### SUPPLIED DATA:
..........

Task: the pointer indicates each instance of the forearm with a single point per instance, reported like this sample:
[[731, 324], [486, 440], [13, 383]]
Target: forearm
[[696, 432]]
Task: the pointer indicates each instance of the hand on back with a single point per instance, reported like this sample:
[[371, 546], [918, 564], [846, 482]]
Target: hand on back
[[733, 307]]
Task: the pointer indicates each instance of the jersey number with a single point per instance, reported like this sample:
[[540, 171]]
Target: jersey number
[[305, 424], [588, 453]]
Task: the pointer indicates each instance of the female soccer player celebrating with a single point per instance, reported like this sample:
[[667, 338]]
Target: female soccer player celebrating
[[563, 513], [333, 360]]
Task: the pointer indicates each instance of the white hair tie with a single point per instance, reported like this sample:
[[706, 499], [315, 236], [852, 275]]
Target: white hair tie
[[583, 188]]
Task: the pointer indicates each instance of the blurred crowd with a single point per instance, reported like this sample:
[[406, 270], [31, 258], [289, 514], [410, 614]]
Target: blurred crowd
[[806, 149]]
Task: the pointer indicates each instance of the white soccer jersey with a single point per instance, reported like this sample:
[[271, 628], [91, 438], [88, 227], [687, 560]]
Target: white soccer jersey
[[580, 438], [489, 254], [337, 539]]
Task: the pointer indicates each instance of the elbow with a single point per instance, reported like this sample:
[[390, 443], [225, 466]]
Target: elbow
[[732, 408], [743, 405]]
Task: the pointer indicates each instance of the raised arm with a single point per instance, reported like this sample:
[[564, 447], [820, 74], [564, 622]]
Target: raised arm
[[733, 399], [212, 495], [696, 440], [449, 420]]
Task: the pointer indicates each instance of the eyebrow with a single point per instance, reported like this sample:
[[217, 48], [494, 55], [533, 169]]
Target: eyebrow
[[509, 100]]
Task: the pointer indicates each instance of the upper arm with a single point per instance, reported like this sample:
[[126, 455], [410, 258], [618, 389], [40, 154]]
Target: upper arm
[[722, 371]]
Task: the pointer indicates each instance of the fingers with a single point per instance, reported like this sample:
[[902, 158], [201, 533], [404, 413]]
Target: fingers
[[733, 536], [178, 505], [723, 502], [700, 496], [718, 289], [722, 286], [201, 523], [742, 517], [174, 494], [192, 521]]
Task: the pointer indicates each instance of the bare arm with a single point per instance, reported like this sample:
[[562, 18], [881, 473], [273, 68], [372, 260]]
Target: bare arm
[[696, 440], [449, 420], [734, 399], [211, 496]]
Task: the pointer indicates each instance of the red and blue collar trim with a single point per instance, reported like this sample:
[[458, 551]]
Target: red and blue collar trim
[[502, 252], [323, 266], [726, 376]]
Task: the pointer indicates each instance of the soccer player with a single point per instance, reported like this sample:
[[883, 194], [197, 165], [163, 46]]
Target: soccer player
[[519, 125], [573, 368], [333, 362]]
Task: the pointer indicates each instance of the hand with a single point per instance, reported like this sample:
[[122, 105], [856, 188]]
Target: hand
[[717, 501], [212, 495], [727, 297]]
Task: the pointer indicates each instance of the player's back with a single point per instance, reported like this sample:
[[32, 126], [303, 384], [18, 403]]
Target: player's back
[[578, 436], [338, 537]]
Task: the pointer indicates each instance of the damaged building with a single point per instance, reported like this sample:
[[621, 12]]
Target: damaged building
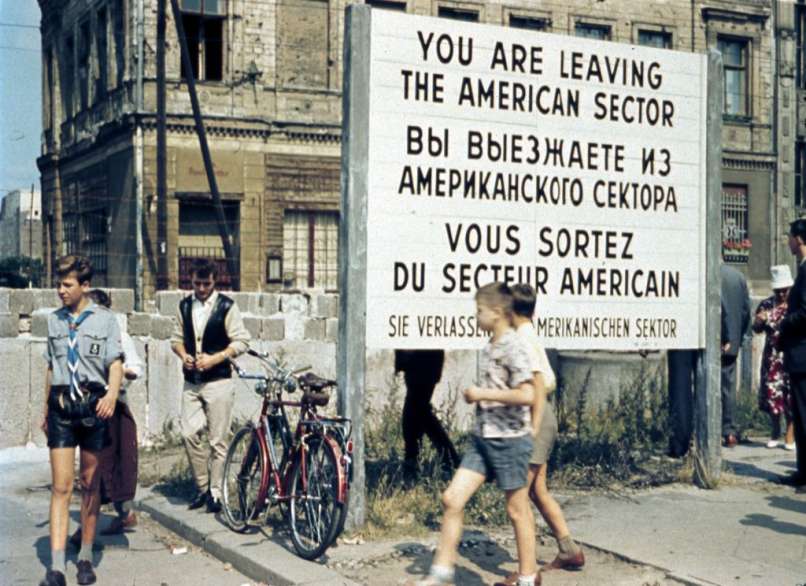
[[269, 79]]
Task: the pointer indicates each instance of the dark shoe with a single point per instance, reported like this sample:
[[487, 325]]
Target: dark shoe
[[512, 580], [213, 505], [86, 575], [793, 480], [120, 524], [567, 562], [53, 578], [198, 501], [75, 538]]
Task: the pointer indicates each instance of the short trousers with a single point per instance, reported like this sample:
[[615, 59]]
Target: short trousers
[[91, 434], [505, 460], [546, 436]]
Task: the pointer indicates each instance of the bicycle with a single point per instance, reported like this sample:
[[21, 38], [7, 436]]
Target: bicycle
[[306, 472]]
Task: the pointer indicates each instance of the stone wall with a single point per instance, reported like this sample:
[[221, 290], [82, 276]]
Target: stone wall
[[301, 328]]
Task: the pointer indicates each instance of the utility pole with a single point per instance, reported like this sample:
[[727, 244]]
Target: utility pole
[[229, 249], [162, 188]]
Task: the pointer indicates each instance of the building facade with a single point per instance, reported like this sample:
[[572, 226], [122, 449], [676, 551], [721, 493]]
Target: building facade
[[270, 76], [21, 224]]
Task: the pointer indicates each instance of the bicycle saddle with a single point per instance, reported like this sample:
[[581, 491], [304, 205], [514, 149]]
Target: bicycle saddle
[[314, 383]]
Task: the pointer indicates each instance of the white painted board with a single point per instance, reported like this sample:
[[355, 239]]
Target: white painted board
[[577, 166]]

..........

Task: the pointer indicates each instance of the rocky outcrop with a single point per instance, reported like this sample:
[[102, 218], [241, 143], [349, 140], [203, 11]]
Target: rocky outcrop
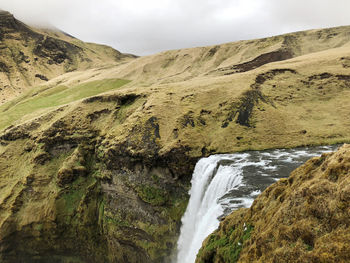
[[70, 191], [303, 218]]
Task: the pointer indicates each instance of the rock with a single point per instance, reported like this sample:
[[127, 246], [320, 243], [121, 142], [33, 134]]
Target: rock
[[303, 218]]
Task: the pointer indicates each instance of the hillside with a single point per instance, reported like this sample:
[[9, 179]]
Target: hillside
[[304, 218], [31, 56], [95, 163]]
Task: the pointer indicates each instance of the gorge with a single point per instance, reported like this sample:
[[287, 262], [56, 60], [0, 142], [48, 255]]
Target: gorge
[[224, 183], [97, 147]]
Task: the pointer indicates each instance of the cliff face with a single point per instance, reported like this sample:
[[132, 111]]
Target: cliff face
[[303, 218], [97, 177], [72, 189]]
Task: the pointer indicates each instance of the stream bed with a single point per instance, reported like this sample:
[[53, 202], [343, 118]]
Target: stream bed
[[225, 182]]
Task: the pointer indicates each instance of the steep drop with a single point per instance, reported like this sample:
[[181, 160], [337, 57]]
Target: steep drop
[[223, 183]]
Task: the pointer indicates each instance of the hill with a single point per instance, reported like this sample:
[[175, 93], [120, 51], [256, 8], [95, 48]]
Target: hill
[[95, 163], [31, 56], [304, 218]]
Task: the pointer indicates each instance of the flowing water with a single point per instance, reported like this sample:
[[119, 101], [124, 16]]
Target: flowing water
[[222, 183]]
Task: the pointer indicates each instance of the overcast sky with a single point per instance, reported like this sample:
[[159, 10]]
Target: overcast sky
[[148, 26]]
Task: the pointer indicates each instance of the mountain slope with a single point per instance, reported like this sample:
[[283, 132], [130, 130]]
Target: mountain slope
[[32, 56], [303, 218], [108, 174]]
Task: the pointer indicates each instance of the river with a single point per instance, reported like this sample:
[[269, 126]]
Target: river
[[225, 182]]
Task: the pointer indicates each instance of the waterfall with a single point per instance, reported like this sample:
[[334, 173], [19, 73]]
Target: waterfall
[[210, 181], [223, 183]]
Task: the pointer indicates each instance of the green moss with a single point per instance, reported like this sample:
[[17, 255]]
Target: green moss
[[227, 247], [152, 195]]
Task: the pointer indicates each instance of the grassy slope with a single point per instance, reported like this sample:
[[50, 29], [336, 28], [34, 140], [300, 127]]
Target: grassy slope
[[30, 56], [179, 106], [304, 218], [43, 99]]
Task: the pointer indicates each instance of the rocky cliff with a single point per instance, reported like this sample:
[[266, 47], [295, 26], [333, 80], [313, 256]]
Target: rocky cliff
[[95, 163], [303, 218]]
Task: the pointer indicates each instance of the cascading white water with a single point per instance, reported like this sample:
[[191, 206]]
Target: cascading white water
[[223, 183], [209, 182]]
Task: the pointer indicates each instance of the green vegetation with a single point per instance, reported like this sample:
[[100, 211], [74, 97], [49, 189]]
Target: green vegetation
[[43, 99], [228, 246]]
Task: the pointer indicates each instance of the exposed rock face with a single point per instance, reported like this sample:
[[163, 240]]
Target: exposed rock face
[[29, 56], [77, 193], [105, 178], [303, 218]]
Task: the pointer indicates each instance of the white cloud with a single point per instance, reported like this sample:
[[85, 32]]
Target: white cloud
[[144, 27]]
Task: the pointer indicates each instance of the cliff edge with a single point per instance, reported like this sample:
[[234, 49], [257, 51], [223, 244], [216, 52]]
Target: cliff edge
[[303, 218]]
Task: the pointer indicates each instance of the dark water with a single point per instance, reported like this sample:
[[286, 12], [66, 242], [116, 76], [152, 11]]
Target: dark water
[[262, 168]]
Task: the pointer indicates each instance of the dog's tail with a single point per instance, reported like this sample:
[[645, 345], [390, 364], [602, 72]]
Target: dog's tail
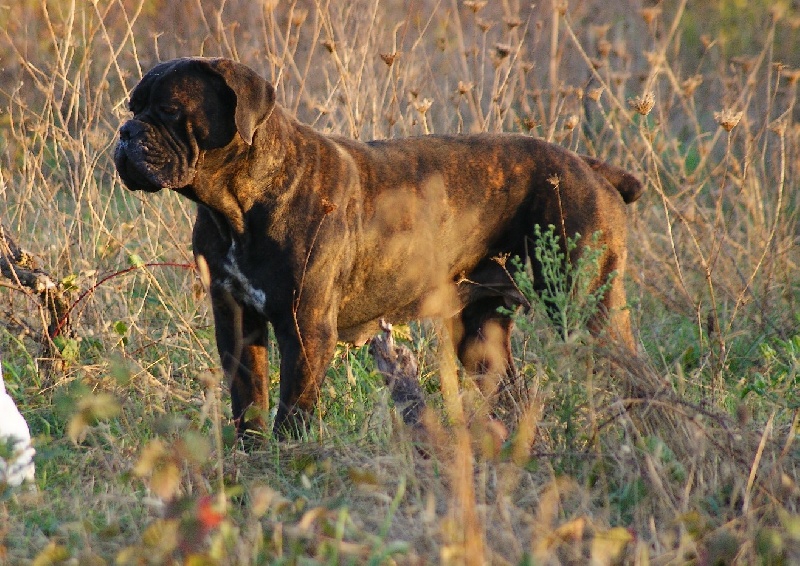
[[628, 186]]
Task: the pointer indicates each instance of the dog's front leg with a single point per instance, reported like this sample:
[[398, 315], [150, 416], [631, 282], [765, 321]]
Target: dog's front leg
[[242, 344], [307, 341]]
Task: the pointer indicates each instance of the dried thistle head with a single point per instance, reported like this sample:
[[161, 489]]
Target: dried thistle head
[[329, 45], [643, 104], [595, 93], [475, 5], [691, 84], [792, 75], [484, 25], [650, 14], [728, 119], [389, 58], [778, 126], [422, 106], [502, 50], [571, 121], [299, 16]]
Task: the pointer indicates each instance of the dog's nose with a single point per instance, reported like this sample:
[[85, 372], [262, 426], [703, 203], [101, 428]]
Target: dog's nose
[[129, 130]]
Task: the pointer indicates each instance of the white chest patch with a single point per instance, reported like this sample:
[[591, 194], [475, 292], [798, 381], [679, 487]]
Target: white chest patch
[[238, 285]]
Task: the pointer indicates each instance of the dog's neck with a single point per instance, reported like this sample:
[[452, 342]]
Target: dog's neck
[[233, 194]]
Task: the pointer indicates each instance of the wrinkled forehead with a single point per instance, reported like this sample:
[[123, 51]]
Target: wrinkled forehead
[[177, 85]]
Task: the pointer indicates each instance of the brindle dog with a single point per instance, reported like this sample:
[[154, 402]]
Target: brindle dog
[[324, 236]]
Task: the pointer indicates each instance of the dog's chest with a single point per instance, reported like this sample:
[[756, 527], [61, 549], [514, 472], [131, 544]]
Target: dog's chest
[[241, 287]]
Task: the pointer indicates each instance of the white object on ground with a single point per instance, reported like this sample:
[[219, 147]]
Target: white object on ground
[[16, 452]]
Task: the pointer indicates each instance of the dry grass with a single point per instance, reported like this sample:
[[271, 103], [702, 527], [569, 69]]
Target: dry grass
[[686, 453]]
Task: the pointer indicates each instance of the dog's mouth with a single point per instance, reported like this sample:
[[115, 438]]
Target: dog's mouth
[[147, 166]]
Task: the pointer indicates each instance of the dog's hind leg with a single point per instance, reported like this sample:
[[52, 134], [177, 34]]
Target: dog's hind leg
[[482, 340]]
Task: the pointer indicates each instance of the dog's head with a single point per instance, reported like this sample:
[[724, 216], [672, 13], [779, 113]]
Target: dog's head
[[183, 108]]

..........

### TASK DESCRIPTION:
Working from the entries above, reproduce exactly and only the lines beginning with the line that has "Target: waterfall" and ending with the line that has "[[398, 315], [150, 416], [631, 282], [765, 321]]"; omit all pictures.

### REPLY TO THE EXERCISE:
Target: waterfall
[[210, 181], [223, 183]]
Task: the pointer indicates each instance of the green moss with a single point per instance, reported like this sample:
[[17, 255]]
Target: green moss
[[227, 247], [152, 195]]
Task: the pointer indicates each instance of the grassy slope with a single point per instance, reported like this sample:
[[50, 29], [336, 28], [34, 140], [300, 127]]
Target: grassy slope
[[30, 56], [179, 106], [304, 218], [43, 99]]
Task: the pointer indicates each instance of the rocky cliff with a single point per instance, reported like this sample:
[[266, 47], [295, 26], [333, 80], [313, 256]]
Target: rocky cliff
[[95, 163], [303, 218]]
Task: the pointer indicates each instance of the cascading white water with a single point per instance, reported like this sample:
[[191, 206]]
Target: cascading white water
[[223, 183], [209, 182]]
Task: the pointer indicates each instance of the green vegetation with a single point per instance, reported like this sample:
[[100, 211], [74, 97], [49, 189]]
Target: green vegetation
[[43, 99], [228, 246]]
Task: the pointer indicates each instance of the exposed rock face with a single point per instance, reported like this sample:
[[163, 240]]
Target: exposed rock face
[[29, 56], [77, 193], [105, 178], [303, 218]]
Task: the pointer indicates each instance of the white cloud with a single point per instance, reported like this sample:
[[85, 32]]
Target: white cloud
[[144, 27]]
Task: the pointer indicates each instance of the cliff edge with a single point per instance, reported like this sample:
[[234, 49], [257, 51], [223, 244], [216, 52]]
Target: cliff edge
[[303, 218]]
Task: the pointer indicates each instance of the dark water with a single point per instance, reported like this sample:
[[286, 12], [66, 242], [116, 76], [152, 11]]
Target: dark water
[[262, 168]]
Task: the pointer indicates each instance of the dog's tail with a single point per instance, reported like this sample:
[[645, 345], [390, 364], [602, 72]]
Target: dog's tail
[[628, 186]]
Task: the pointer indicates each instance of the dog's front leg with a single point per instance, reported like this sample:
[[398, 315], [150, 416], [631, 282], [765, 321]]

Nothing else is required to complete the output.